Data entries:
----------

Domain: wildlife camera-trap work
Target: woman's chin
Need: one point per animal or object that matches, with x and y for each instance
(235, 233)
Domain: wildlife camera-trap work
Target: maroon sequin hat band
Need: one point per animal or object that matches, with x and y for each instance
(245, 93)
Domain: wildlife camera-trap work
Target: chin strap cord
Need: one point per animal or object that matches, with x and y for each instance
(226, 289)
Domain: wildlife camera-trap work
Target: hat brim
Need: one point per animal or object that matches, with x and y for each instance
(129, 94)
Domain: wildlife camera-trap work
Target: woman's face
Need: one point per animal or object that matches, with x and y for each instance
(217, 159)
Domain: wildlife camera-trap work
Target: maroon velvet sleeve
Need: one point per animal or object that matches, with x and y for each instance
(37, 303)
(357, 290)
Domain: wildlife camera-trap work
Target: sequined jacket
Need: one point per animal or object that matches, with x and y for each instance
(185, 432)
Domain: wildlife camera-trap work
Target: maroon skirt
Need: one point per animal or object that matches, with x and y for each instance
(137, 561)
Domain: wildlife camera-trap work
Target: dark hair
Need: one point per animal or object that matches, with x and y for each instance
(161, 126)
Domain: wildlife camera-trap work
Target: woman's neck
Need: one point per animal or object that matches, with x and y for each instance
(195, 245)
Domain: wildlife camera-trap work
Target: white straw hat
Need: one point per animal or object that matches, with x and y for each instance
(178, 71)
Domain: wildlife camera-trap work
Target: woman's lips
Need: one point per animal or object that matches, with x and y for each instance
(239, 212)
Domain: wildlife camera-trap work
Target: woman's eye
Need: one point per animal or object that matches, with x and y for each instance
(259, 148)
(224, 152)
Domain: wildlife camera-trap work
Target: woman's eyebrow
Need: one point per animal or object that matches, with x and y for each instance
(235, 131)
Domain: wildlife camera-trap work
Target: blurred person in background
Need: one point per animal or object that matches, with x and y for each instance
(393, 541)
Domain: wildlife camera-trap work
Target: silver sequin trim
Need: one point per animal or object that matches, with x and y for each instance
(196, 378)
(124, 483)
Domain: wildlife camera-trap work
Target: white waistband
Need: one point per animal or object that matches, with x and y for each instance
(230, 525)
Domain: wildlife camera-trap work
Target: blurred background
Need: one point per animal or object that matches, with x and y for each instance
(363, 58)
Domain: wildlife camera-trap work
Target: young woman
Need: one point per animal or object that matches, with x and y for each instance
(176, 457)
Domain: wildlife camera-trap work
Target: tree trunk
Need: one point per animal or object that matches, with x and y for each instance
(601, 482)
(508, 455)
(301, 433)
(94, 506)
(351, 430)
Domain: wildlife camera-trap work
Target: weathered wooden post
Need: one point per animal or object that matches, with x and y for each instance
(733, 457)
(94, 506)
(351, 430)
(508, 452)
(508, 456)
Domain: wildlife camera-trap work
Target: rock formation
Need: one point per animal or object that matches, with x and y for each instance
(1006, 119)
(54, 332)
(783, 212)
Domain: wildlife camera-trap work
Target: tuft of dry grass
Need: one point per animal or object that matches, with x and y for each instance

----------

• Work instructions
Looking only at the entries, count the lines that contain the word "background", then state that count and nothing else.

• Solution
2